**TEXT UNDER STUDY:**
%%
Lessons From the Pandemic: Finding Simplicity in a Time of New Complexities

[This is the fourth in a series of articles I have written in my cultural psychiatrist’s role since the start of the pandemic. It is bit more demanding than those previous, but important.]

The pandemic today confronts everyone with new complexities. Certainly this is the case if we are on the front lines battling a virus that easily overwhelms resources and too often acts in ways that we cannot fully understand. But we also face both practical and emotional complexities if we are now living our days in social isolation. And those who are doing so cooped up with partners and children can find themselves confronting relational complexities that  they before could not have imagined.   

A major contributor to making what we encounter feel complex and overwhelming is how often circumstance are confronting us with real limits. In the simple fact of the virus, we are all having to face limits to what we can control and to what we can know about what the future holds. If we are on the front lines, we are having to face limits to our skills and knowledge, and also limits to what we can yet  understand about the virus. In social isolation, we confront limits in the loss of options that before we may have taken for granted. And parents at home with children are discovering limits to their ability to make everything right in relationships and new appreciation for the heroic work that teachers do with our children.

I’ve noted that the fact of real limits works to increase our experience of complexity and overwhelm. But there is also a way in which being conscious of real limits and choiceful in our relationship with them can have an opposite effect. It can make life decidedly simpler. In the process it can also make life more meaningful. This observation might seem contradictory, but when put into practice, it can come to feel like common sense  

There is a limits-related formula for approaching life that I draw on extensively myself and sometimes share with clients confronting particularly challenging situations. I tend not to write about it because it can seem too stark and perhaps too philosophical. It can also sound too uncompromising, a bit too much like “tough love.” But it is powerful in its ability to make life simpler whatever the circumstances. And while it can feel abrupt on first encounter, ultimately it results in the ability to relate to both others and to oneself in the ways that are ultimately most loving.
%%
**TASKS TO PERFORM:**
#1 From the article on lessons from the pandemic, return the passage starting at "The pandemic today" and ending at "not have imagined.".
#2 List the kinds of complexities that the article on lessons from the pandemic names with a single descriptive word, such as "practical".
#3 Extend the article on lessons from the pandemic, picking up after its final sentence.

**GIVEN INFORMATION:**
%%
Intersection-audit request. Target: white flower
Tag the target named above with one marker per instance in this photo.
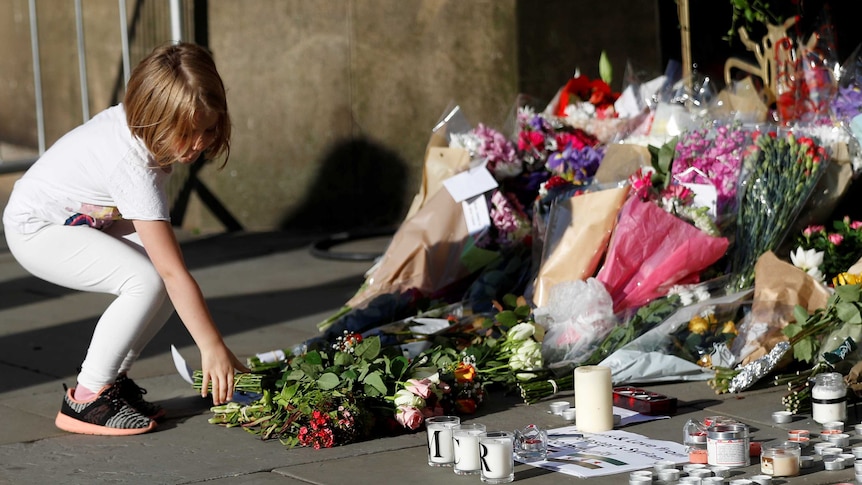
%%
**RESPONSES TO THE EXERCISE:**
#1
The pandemic today confronts everyone with new complexities. Certainly this is the case if we are on the front lines battling a virus that easily overwhelms resources and too often acts in ways that we cannot fully understand. But we also face both practical and emotional complexities if we are now living our days in social isolation. And those who are doing so cooped up with partners and children can find themselves confronting relational complexities that  they before could not have imagined.

#2 practical, emotional, relational

#3
The formula goes like this: 1) Observe what the real limitations are in your life situation, 2) Determine as best you can what the options and potential learnings are within those limits, and 3) Commit yourself to making the most powerful, creative, and purposeful choices given these circumstances. 

I’ve been reminded with the pandemic of the writings of fellow psychiatrist Viktor Frankl. Frankl spent the second World War in a series of German concentration camps. With no escape and inhuman treatment, he decided that he would not let the situation defeat him. He looked at the very real constraints of his situation and asked himself how he might live that would be most significant, given these limitations. He asked what ways of engaging the situation could for him most create meaning. One result of this choice was a rich body of psychological thinking that would be a profound gift to others for years to come. We are not today prisoners, but at least metaphorically, the limits can feel similar. 

This is a general approach that works whatever the circumstances. Notice that the limits we find at various times and places can be very different. For example, the real limits a thirty-three year old faces have little to with those faced by that same person as a three year old or at eighty-three. Notice, too, how deeply the approach changes our felt relationship to life. Most people expend a lot of time and energy struggling with limits. They focus on hopes and feel fear that these hopes may not be realized. And they bemoan constraints that could possibly restrict them. Fighting against limits can sometimes be the right approach, but it stops serving us if the limits are real.  

The formula I have described keeps things simple by eliminating the use of attention and emotional energy in ways that don’t provide real benefit. This doesn’t mean that grieving the loss of certain freedoms or possibilities is not an important thing to do—particularly in these times when those losses might be considerable. But when experience is held from this more mature perspective, doing so doesn’t remain important for long. Soon we get on with asking what is possible given the circumstances that exist and opening ourselves to the surprises that can come from using our resources in the most creative and purpose-focused ways. Often we will then find what might seem a paradoxical result. The formula in a sense offers that limits might be transcended. But this is not because limits somehow go away (though if we have misperceived them they might). Rather it is because we come to understand the significance of limits in more useful and wise ways.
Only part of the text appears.